- [Task requirements] Below are the records; output them exactly from the first line through the line with "positive clicks: (339, 110) (342, 17)", stopping there.

- [Source material]
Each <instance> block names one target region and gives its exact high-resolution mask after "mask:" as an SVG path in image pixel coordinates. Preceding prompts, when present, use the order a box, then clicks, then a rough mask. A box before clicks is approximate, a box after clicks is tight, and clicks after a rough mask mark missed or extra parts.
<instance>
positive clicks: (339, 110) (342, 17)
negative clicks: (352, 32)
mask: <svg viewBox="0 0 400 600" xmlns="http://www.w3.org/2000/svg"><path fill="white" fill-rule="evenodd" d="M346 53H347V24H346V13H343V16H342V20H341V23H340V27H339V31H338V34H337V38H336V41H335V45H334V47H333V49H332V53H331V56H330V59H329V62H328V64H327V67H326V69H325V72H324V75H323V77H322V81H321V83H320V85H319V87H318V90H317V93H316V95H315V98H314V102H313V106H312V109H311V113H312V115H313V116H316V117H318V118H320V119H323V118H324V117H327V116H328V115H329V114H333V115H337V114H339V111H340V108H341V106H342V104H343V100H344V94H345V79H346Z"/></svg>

- [Exercise response]
Each <instance> block names one target region and gives its exact high-resolution mask after "mask:" as an SVG path in image pixel coordinates. Preceding prompts, when present, use the order a box, then clicks, then a rough mask. A box before clicks is approximate, a box after clicks is tight, and clicks after a rough mask mark missed or extra parts.
<instance>
positive clicks: (339, 110) (342, 17)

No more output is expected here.